- Set problem -
The records below are to be quoted in full; please keep every word exact.

- Exercise data -
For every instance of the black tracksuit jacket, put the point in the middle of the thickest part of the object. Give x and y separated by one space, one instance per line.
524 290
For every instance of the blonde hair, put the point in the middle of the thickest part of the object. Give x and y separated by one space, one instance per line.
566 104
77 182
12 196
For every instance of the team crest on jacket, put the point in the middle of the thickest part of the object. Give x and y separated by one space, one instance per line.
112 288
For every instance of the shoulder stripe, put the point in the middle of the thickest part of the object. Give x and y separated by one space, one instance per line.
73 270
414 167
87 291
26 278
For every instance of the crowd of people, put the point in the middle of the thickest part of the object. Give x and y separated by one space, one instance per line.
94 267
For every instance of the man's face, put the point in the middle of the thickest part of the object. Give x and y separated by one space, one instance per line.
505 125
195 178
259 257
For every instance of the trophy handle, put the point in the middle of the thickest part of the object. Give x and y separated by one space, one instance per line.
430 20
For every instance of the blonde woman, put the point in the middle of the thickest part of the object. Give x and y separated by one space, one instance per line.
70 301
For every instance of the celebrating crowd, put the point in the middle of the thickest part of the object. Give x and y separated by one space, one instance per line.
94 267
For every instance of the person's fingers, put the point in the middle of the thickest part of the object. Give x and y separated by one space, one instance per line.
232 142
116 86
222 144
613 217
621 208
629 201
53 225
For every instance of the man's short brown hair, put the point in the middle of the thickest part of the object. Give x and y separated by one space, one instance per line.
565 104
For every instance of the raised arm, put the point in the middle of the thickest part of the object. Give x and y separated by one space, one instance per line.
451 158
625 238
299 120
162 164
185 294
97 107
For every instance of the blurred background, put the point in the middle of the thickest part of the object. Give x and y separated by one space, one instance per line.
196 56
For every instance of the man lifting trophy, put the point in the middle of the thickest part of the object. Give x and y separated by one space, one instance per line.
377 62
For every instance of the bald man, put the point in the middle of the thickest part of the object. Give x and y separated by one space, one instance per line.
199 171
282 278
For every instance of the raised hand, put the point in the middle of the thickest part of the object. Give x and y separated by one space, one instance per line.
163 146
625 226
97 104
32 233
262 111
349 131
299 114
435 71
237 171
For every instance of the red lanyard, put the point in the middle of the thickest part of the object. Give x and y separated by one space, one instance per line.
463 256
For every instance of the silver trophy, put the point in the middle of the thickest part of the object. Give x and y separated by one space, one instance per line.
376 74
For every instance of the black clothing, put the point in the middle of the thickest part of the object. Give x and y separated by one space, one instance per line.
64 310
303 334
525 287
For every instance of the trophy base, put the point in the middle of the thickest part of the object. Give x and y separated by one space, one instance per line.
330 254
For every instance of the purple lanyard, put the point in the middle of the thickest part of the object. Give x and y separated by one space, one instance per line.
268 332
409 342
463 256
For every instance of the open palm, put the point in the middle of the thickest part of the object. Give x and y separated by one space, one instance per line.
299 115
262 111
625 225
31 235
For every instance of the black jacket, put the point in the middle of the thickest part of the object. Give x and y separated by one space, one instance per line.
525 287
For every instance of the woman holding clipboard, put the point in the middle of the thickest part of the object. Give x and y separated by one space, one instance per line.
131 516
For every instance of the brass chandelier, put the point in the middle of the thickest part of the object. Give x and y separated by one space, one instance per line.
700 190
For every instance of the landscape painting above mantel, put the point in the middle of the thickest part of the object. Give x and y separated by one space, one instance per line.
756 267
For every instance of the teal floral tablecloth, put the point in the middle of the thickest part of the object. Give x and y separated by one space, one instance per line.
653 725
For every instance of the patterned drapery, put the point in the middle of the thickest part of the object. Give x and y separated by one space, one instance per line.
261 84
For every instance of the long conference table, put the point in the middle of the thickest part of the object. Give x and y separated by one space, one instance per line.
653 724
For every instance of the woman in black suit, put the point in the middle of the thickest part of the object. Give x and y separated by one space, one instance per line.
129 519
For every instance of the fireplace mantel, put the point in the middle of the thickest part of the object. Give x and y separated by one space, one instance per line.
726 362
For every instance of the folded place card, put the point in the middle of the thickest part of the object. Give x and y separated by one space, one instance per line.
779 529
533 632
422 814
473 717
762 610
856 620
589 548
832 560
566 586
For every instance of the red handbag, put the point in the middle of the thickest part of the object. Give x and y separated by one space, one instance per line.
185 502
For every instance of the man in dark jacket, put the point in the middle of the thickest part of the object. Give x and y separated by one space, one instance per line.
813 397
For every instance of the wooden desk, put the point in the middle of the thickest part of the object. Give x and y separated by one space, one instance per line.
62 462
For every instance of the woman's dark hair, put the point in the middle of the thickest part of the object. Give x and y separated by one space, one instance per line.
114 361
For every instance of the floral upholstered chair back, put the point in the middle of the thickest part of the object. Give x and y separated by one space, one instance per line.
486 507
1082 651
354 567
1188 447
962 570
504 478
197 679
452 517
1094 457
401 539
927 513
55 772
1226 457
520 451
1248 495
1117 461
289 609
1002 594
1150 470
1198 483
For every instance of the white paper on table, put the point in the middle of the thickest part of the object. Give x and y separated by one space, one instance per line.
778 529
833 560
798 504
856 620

- Result of the task -
For every instance of the black tracksuit jacket, put the point in the middle of the thickest part of the object. Give x and y separated by one space, one instance per line.
524 290
For every instance of the blonde hair, put the point in the middle of the thickest part of the object. Give x and y separated by one space, one instance per line.
566 104
77 182
12 196
For every instance of the team crest on jacket, put the point in the middle of the thickest part of the object. Give x and y separated by one space, one instance per line.
112 288
For every instance of the shoulder stripe, put the point in the middle of the thickest part of the object. Give x and y separated by one space, one instance per line.
73 270
414 167
87 291
26 278
For every instance of the crowd of people, put the point in the middle of the thickest part of the object. Give x and y separated by one space, one instance per line.
94 267
For every instance of the man's face, put the point in the middle of the thickest part of the object. Give x and y separated by one space, one instance per line.
505 125
195 178
259 257
For every instance of the trophy handle, put the point in the middle of the thickest part of the object. Give x and y separated by one space, one instance per line.
430 20
For every instance of the blonde woman, put the point in the middle of the thickest part of the object. Give x and y separated by one space, one instance per line.
70 301
For every instance of the celebrating crowd, put the point in the middle of the thickest part of the object. Give x and y separated by one space, one instance per line.
94 267
For every instance of the person's fingers, put the point in the middle of the thickest part of the object. Give x and y separated by one space, one instance per line.
232 142
116 86
222 144
613 217
621 208
629 201
53 225
For every instance of the man's short brown hair, put the point in the middle of the thickest part of the object. Give x and y separated by one space, one instance per line.
565 104
For every instance of the raised arm, put the point in the middle of the thickest part of the object. Give x and y separated by one space, one instance per line.
451 158
625 238
299 120
162 164
185 294
97 107
For every instance of the blurred background, put the point in the middle of the thickest part of the object. Give x and y separated by one space, one instance per line.
196 56
For every instance of the man lifting trophy, put the point in the middle of the thickest part of the object. Give x and y separated by one space, one instance per line.
377 62
For every instance of the bald man, put the point in the middle of the thickest part of the object. Give x and y separated by one space, one instance per line.
199 171
282 278
For every instance of the raised hand, put the point in the middle of the thickest part of the object. Give x and y separated by one space, one instance per line.
163 146
625 226
97 104
32 233
262 111
349 131
299 114
435 71
237 171
For every instance of the red lanyard, put the point in the middle of the thickest part of the object. Give x and y separated by one space, one instance per line.
463 256
For every instance of the silver trophy, put the point in the middle of the thickest part of the object. Give x and y separated by one space, one instance per line.
376 74
For every instance of the black clothing, put the point in the middle of the thickest part of the object. Give x and y separated by one space, one instance per line.
64 310
303 334
525 287
For every instance of the trophy base, put the point in the middle of the thickest part of the object. Give x and y separated by one space, one instance per line.
330 254
For every instance of the purple lanyard, put the point in the middle of the thickest part of the object. Give x and y separated by one space, one instance per line.
268 332
409 342
463 256
For every instance of the open palm, put the point in the middle of the thickest part of the object. Give x and y separated by one space, one instance per line.
299 115
262 111
625 225
31 235
For every instance of the black jacket, put the point in the middle of the thickest part of the object. Give x and y separated by one space, one instance per line.
525 287
For every instance of the woman holding clipboard, put the point in the middle of the thickest part of the object. Give x and y separated by one space, one instance per line.
131 516
For every instance of the brass chandelier, put the point in the middle of the thickest part of the object. Give x and y separated by one space, one instance per line.
700 190
For every instance of the landscape painting above mantel, put the point in the middle of the thickest part of the object. Give x and y separated by one space, one instance per line.
756 267
For every instance of the teal floral tablecloth, put the point in the middle of the thickest part of the object. Give x and y separated by one space, one instance per line.
653 725
For every instance of the patterned drapery, put the point in the middle of the thickest part of the object. Give x and y separated by one space, one instance per line.
261 84
For every instance of the long conference table, put the point in the middle of the thickest part of the object. Give x and y separated by one space, one instance per line.
653 724
For every instance of the woman in black suit, put the point in the middle of the thickest part of the object. Give x and y separated by one space, one instance per line.
129 519
For every instance of the fireplace mantel, put the point in the middle of the thickest part of the object. Give x and y separated by one space, one instance per line.
726 362
For every instance of the folded place card, put the point in the middle of the thickest part of the object. Give x and y separated by one space, one instance per line.
779 529
533 632
422 814
473 717
762 610
856 620
589 548
832 560
566 586
For every instance of the red handbag, put the point in the middle of the thickest part of the object. Give x and y separated by one space, one instance per line.
185 502
For every instance of the man in dark jacket, put the point in the middle of the thickest part of the object. Give x and y separated by one space, one instance per line.
813 397
For every instance of the wooden desk, put the point in the middle of the thickest part of the object. Give x and y separated by one space, one instance per line.
62 462
For every instance of the woman's dark hair, put the point in the middle of the thickest part of the object. Give x and y separated by one space, one instance per line.
114 361
For every instance of the floral upholstered chair back, put the point in the middle of the thickest part of the object. Give x and y separated by one space, one instance per line.
486 507
1082 651
354 567
1188 447
962 570
504 478
197 679
452 517
1094 457
401 539
927 513
55 772
1226 457
520 451
1248 495
1117 461
289 609
1002 594
1150 470
1198 483
For every instance of the white paper on table, put the point in the middle of the thickest part of the object. Give x and y separated by one space, one instance per line.
778 529
833 560
798 504
856 620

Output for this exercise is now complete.